Task:
Please copy every record exactly as it is written.
= Beginning of Section =
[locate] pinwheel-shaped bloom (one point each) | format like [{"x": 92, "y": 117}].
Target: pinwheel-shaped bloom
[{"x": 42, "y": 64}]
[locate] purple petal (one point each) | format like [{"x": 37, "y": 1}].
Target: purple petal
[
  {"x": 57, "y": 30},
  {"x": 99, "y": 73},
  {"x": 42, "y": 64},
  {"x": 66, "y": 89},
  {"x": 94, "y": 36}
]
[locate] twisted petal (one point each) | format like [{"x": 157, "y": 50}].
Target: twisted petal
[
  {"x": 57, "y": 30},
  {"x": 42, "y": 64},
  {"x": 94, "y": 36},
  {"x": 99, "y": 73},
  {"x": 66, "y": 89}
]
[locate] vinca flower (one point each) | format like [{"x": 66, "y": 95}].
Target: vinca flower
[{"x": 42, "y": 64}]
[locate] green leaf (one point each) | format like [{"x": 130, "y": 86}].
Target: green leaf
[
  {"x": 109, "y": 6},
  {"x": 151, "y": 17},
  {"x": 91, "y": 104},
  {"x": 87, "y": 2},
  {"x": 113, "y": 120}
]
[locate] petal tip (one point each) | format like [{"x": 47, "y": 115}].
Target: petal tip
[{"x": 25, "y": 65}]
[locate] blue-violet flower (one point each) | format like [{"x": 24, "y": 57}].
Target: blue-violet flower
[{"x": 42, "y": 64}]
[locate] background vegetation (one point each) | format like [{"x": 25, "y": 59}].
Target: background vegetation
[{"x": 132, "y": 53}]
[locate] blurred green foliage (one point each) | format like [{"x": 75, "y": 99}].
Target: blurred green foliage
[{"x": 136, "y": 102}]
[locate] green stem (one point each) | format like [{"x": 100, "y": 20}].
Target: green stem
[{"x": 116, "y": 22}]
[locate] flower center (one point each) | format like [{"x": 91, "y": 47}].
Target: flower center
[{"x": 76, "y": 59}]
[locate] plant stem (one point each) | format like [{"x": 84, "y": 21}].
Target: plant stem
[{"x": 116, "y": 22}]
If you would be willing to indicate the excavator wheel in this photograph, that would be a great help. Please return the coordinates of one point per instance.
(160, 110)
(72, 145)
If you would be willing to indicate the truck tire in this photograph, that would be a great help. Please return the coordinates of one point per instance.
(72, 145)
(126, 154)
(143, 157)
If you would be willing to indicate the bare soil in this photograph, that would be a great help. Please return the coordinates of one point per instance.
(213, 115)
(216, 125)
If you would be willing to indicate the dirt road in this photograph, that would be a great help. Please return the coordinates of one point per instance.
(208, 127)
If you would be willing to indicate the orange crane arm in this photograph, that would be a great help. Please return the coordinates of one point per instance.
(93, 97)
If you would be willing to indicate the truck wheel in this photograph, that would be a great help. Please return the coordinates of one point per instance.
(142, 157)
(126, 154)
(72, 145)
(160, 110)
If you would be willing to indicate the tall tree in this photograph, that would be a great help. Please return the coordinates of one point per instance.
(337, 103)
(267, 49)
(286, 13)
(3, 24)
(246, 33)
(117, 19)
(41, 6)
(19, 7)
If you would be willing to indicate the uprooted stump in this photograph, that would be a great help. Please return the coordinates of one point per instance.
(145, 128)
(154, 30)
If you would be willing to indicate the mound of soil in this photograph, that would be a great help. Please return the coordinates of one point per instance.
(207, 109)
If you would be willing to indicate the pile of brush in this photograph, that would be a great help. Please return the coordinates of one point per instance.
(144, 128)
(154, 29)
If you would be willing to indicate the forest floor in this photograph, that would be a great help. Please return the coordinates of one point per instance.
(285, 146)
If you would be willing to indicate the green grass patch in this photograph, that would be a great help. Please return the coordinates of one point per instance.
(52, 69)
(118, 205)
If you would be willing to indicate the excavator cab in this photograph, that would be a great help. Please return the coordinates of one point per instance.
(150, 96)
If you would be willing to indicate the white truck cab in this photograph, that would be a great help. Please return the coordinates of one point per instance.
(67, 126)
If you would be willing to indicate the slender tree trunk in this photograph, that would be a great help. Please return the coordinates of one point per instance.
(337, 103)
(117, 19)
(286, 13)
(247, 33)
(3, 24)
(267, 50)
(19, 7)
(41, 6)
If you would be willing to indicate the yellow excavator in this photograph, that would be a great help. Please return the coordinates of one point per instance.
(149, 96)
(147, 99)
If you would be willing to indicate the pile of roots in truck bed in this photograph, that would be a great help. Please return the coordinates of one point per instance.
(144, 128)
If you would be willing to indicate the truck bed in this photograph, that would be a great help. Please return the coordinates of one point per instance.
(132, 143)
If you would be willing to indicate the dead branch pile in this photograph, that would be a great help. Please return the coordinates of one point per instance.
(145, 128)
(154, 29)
= End of Section =
Answer space:
[locate] pinwheel-shaped bloom (one point each) | format like [{"x": 92, "y": 117}].
Target: pinwheel-shaped bloom
[{"x": 42, "y": 64}]
[locate] purple petal (one point each) | format like [{"x": 37, "y": 1}].
Target: purple petal
[
  {"x": 57, "y": 30},
  {"x": 99, "y": 73},
  {"x": 42, "y": 64},
  {"x": 66, "y": 89},
  {"x": 94, "y": 36}
]
[locate] twisted petal (one point each) | format like [{"x": 157, "y": 50}].
Target: twisted petal
[
  {"x": 57, "y": 30},
  {"x": 42, "y": 64},
  {"x": 94, "y": 36},
  {"x": 99, "y": 73},
  {"x": 66, "y": 89}
]
[locate] vinca flower (one point each) | format like [{"x": 66, "y": 95}].
Target: vinca flower
[{"x": 42, "y": 64}]
[locate] green leaf (one point each) | format like [{"x": 130, "y": 86}].
Target: green leaf
[
  {"x": 109, "y": 6},
  {"x": 151, "y": 17},
  {"x": 91, "y": 104},
  {"x": 87, "y": 2},
  {"x": 113, "y": 120}
]
[locate] petal tip (one point each) | format like [{"x": 47, "y": 115}].
Target: petal tip
[{"x": 25, "y": 65}]
[locate] blue-violet flower (one point each) | format like [{"x": 24, "y": 57}].
Target: blue-violet flower
[{"x": 42, "y": 64}]
[locate] background vegetation (one point each) | format like [{"x": 25, "y": 59}].
Target: background vegetation
[{"x": 132, "y": 53}]
[locate] blurred green foliage (one point each) | format like [{"x": 75, "y": 99}].
Target: blurred green foliage
[{"x": 136, "y": 102}]
[locate] green stem (one point each) | format like [{"x": 100, "y": 20}].
Target: green stem
[{"x": 116, "y": 22}]
[locate] flower center (one point each) | format like [{"x": 91, "y": 47}].
Target: flower center
[{"x": 76, "y": 59}]
[locate] plant stem (one point each) | format like [{"x": 84, "y": 21}].
Target: plant stem
[{"x": 116, "y": 22}]
If you would be willing to indicate the excavator wheel in this photograph, that would be a great help. Please return the coordinates of one point per instance.
(160, 110)
(72, 145)
If you would be willing to indicate the truck tire in this photograph, that would be a great help. Please return the coordinates of one point per instance.
(72, 145)
(126, 154)
(143, 157)
If you would be willing to indicate the bare soil in this photograph, that would be a great help. Please return the coordinates of one point per instance.
(213, 115)
(216, 125)
If you would be willing to indicate the dirt road in this photograph, that would be a great help. Please return the coordinates of one point per instance.
(208, 127)
If you would be willing to indicate the orange crane arm in this photograph, that would be a great help. Please return the coordinates of one point per instance.
(93, 97)
If you would be willing to indicate the truck wheel in this photograph, that would be a great help. Please return the coordinates of one point per instance.
(142, 157)
(126, 154)
(72, 145)
(160, 110)
If you would be willing to indicate the tall tree in this photograph, that would be a great help. Please return the coordinates of one point per instance.
(337, 103)
(267, 49)
(286, 13)
(3, 24)
(246, 33)
(117, 19)
(41, 6)
(19, 7)
If you would be willing to indicate the uprooted stump in this photograph, that would be a great help. Please return the coordinates of one point per instance.
(145, 128)
(154, 30)
If you would be willing to indicate the mound of soil in this photograph, that would be a great help. Please return the coordinates of one point per instance.
(207, 109)
If you would be willing to indicate the pile of brush in this photograph, that would be a great help. Please return the coordinates of one point per instance.
(144, 128)
(154, 29)
If you would be willing to indicate the forest floor in this photograph, that would be a great help. Please return the coordinates of one point per instance.
(285, 146)
If you would be willing to indicate the green grass patch in this photograph, that would be a great help. Please return the coordinates of one point per instance.
(52, 69)
(118, 205)
If you would be willing to indicate the excavator cab in this photograph, that would be a great help. Please return the coordinates of one point per instance.
(150, 96)
If you would be willing to indicate the white truck cab in this photograph, that would be a great help. Please return the coordinates of one point per instance.
(67, 126)
If you would be willing to indicate the slender tree trunk in this photograph, that would be a great help. Please return the coordinates of one point per instance.
(337, 103)
(117, 19)
(286, 13)
(247, 33)
(3, 24)
(267, 50)
(19, 7)
(41, 6)
If you would be willing to indicate the yellow excavator in this photograph, that would be a great help. Please return the coordinates of one point per instance.
(149, 96)
(147, 99)
If you would be willing to indicate the pile of roots in truck bed in this photograph, that would be a great help. Please return the coordinates of one point per instance.
(144, 128)
If you would be willing to indicate the truck bed in this photograph, that would be a great help. Please return the coordinates of one point per instance.
(132, 143)
If you would be willing to indicate the dead branch pile in this photograph, that would be a great help. Please return the coordinates of one point per instance.
(145, 128)
(154, 29)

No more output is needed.